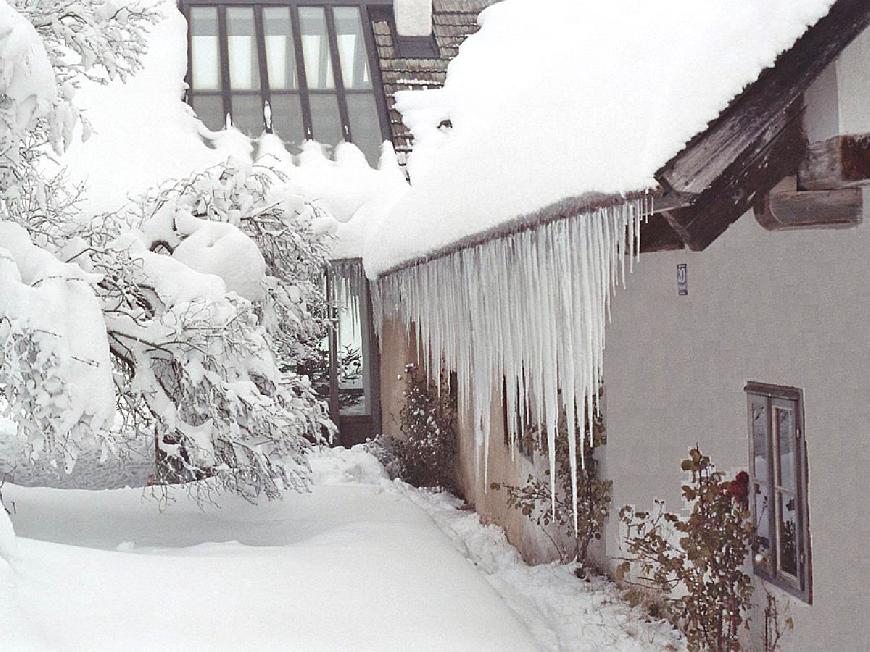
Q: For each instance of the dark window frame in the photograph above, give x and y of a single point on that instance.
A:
(773, 397)
(265, 92)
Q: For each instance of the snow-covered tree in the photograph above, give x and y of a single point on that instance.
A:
(180, 317)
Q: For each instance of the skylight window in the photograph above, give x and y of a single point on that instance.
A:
(300, 71)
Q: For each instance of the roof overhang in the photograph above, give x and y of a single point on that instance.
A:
(754, 143)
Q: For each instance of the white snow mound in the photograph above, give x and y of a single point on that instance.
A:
(556, 98)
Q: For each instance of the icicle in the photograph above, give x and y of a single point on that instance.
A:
(521, 317)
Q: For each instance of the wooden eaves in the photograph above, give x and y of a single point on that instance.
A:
(757, 141)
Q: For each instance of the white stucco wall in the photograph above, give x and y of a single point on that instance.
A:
(838, 102)
(789, 308)
(853, 77)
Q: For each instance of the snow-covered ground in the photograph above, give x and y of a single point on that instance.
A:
(361, 563)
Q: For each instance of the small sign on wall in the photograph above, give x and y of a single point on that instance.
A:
(682, 279)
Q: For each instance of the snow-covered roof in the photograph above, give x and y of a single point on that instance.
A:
(144, 134)
(554, 99)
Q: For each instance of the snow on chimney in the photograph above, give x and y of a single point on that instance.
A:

######

> [TASK OBJECTIVE]
Go through the records above, find each line with the string "roof", and copy it.

> [WRITTEN ANSWER]
Q: For each instance of the roof overhang in the photograph above, give x and y of a single point on that instance.
Q: For each instance of the snow-covered roof in the photograph above, give x and y of a single point on that instance.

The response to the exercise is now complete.